[Work to do] Output every line of the entries from the line containing "of green grass." through the last, exactly, with no other content.

(Dataset rows)

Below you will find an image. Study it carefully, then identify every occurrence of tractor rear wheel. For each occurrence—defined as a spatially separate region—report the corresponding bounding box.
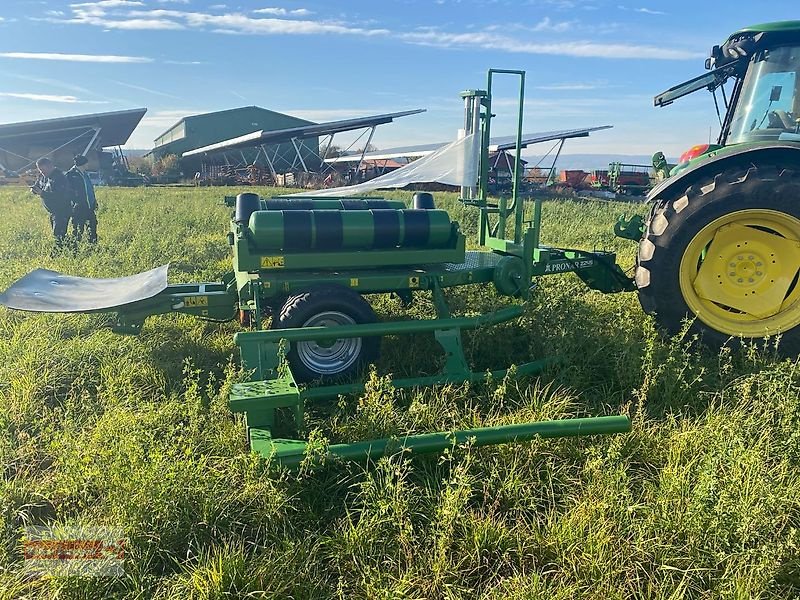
[636,166,800,355]
[272,285,380,382]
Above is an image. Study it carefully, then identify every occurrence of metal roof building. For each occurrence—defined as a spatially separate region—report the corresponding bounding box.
[150,106,320,174]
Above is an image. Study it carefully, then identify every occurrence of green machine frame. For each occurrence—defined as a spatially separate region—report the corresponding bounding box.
[219,69,633,464]
[3,69,634,467]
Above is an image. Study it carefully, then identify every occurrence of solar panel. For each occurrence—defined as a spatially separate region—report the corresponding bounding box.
[0,108,147,147]
[325,125,612,163]
[182,108,425,157]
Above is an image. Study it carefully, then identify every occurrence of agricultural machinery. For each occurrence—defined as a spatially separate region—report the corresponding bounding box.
[0,70,634,466]
[617,21,800,354]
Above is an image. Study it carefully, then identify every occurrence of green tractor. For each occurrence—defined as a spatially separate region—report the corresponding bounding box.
[631,21,800,355]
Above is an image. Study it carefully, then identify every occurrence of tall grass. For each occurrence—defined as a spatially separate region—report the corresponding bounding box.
[0,188,800,599]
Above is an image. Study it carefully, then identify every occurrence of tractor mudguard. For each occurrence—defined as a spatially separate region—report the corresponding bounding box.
[647,142,800,202]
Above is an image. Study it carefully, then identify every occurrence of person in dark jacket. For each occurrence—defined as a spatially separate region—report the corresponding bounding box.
[66,154,97,244]
[31,158,72,251]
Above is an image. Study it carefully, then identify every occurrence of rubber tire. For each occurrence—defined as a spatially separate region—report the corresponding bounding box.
[271,285,381,383]
[636,166,800,356]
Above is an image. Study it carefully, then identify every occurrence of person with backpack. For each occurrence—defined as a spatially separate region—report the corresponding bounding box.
[31,157,72,255]
[66,154,97,244]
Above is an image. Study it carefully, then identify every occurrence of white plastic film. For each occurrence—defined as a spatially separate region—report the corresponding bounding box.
[290,133,480,197]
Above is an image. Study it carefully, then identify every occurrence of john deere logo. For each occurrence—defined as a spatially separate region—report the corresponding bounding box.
[261,256,284,269]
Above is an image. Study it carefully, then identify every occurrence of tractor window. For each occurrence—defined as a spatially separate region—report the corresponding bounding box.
[727,46,800,144]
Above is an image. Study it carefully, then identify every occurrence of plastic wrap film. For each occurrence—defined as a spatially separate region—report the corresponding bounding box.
[0,265,169,312]
[290,133,480,197]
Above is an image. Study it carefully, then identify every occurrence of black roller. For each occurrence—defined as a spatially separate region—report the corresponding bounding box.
[283,210,313,250]
[233,192,261,224]
[403,210,431,248]
[413,192,436,210]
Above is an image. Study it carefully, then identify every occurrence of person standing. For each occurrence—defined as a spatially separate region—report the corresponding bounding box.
[31,157,72,254]
[66,154,97,244]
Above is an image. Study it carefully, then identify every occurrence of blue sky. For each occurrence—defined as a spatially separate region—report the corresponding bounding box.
[0,0,800,156]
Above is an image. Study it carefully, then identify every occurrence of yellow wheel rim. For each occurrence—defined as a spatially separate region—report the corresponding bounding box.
[679,209,800,337]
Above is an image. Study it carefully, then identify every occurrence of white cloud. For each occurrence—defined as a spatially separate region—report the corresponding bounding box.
[125,9,391,36]
[43,0,705,62]
[536,83,608,92]
[110,79,180,100]
[70,0,144,10]
[617,4,667,15]
[0,92,107,104]
[0,52,153,63]
[253,7,314,17]
[397,32,705,60]
[531,17,573,33]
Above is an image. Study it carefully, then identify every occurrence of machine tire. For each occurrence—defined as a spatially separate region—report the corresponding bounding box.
[272,285,380,383]
[636,166,800,355]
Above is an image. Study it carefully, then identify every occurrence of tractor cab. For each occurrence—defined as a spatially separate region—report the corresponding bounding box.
[654,21,800,169]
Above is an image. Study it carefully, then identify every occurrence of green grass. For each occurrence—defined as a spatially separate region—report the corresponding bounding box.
[0,188,800,600]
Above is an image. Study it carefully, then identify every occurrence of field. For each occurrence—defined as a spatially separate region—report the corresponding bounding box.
[0,188,800,600]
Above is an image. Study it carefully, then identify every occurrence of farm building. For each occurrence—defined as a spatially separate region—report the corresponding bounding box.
[0,108,147,183]
[150,106,320,175]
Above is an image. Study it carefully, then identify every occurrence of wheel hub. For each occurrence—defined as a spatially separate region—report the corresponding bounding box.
[692,223,800,319]
[297,311,362,375]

[Task result]
Above is an image. Study it carefully, then identify every occurrence of green grass. For each occurrence—defined as a spatially separate region—report the corresponding bounding box.
[0,188,800,600]
Above is an image. Study it carefully, then identify every occurrence of field. For each occurrence—defined as a spatially separate region—report the corresponding bounding box.
[0,188,800,600]
Above is an image. Study it carefully, then identify every occurrence of farm building. For each occurrence—defined as a spatially separate region—report the corresponding bounding box.
[0,108,147,183]
[150,106,320,175]
Above is an image. Study it carefully, then identify every occurrence of wheel hub. For each occurrence—defined as a spatially separate region—report the corresponding bounding box.
[692,223,800,319]
[297,311,362,375]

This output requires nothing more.